[Referring expression data]
########

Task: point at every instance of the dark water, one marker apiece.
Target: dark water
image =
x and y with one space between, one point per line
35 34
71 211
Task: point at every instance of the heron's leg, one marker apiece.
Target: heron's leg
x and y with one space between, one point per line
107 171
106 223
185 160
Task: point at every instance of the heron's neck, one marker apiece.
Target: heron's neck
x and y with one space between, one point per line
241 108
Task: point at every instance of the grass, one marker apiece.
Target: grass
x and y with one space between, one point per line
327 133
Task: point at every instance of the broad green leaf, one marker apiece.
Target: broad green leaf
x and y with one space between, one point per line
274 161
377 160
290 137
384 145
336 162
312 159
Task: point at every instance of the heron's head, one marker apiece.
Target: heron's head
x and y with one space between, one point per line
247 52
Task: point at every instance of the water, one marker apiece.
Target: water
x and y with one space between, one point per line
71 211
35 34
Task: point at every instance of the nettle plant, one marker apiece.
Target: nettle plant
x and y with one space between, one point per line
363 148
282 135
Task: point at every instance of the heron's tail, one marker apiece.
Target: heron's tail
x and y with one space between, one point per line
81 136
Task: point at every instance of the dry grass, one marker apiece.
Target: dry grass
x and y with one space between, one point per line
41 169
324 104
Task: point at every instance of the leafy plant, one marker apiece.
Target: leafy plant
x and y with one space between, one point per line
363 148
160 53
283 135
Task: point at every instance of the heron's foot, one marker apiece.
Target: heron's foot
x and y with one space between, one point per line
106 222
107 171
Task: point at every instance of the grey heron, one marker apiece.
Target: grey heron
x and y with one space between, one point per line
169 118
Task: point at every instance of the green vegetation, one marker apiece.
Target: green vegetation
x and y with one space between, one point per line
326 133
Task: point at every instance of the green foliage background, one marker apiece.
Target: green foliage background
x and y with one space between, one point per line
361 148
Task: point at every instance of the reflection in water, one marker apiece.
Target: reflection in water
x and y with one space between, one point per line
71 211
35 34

########

▶ TASK: Copy word for word the stretch of entries above from the line that has "Target: grass" through the line that has "Target: water", both ends included, and nothing outside it.

▶ TASK RESULT:
Target: grass
x and y with one space between, one point per line
327 133
Task: point at every instance of the broad green leaf, one marker apiece.
Target: broad green leaf
x and y with one space between, one point per line
274 161
377 160
290 137
384 145
336 162
312 159
Task: point at every instance of the heron's head, one marker apiece.
Target: heron's head
x and y with one space between, one point per line
247 52
Task: point at every instance of the water, one marker apiece.
Target: water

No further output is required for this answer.